§ **TO DO**: Format the entries as a two-column CSV with the columns "instruction" and "output," beginning at the start of the entries and stopping after the line that contains "[[0, 0, 500, 140]]". Each row holds one instruction and its output, each in a single quoted field with line breaks replaced by spaces.

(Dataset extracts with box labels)
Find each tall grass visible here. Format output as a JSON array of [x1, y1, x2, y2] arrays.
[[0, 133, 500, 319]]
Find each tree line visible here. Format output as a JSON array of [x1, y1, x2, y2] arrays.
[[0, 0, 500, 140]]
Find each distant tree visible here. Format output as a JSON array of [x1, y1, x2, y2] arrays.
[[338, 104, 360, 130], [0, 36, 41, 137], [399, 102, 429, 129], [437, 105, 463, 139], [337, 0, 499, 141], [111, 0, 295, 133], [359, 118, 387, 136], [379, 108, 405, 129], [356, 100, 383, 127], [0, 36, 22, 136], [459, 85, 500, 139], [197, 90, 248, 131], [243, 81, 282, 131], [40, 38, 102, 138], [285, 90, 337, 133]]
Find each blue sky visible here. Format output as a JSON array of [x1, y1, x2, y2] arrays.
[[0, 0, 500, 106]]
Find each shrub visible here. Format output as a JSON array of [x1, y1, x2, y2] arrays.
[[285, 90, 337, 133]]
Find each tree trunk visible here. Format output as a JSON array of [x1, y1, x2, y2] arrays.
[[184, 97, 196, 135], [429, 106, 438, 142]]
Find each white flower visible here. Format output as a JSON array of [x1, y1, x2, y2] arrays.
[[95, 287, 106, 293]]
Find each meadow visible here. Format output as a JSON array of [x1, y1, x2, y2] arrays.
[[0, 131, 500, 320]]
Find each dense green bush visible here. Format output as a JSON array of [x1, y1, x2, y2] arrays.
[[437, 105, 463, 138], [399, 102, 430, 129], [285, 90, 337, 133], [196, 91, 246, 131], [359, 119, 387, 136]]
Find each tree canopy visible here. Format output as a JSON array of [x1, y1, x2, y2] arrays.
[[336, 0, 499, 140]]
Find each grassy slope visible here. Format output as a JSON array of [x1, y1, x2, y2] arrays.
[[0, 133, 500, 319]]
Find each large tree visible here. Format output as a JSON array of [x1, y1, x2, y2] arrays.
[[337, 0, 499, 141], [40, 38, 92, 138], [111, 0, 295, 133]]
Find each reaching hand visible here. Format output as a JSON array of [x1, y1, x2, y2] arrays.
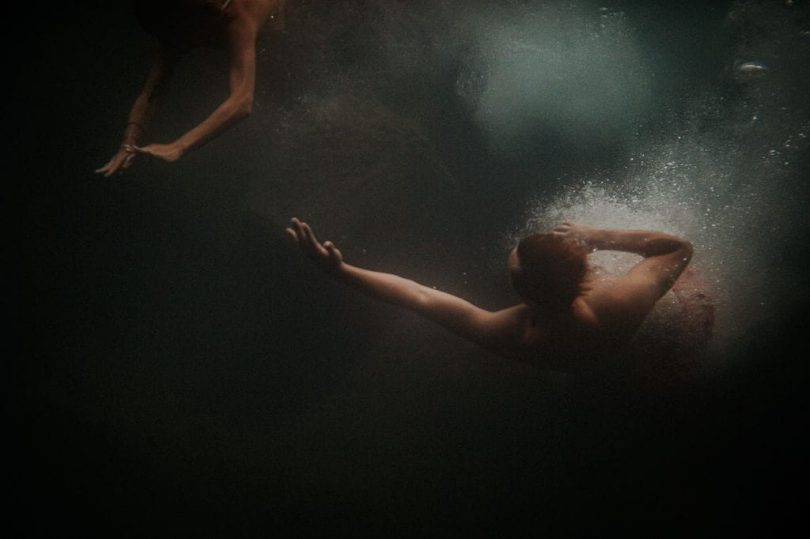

§ **COMPLETED TASK**:
instruction,output
"Find each tall grass visible here. Format output as a JSON array of [x1, y1, x2, y2] arrays.","[[0, 133, 500, 319]]"
"Find each tree line visible here. Format output as a JSON array of [x1, y1, x2, y2] arrays.","[[0, 0, 500, 140]]"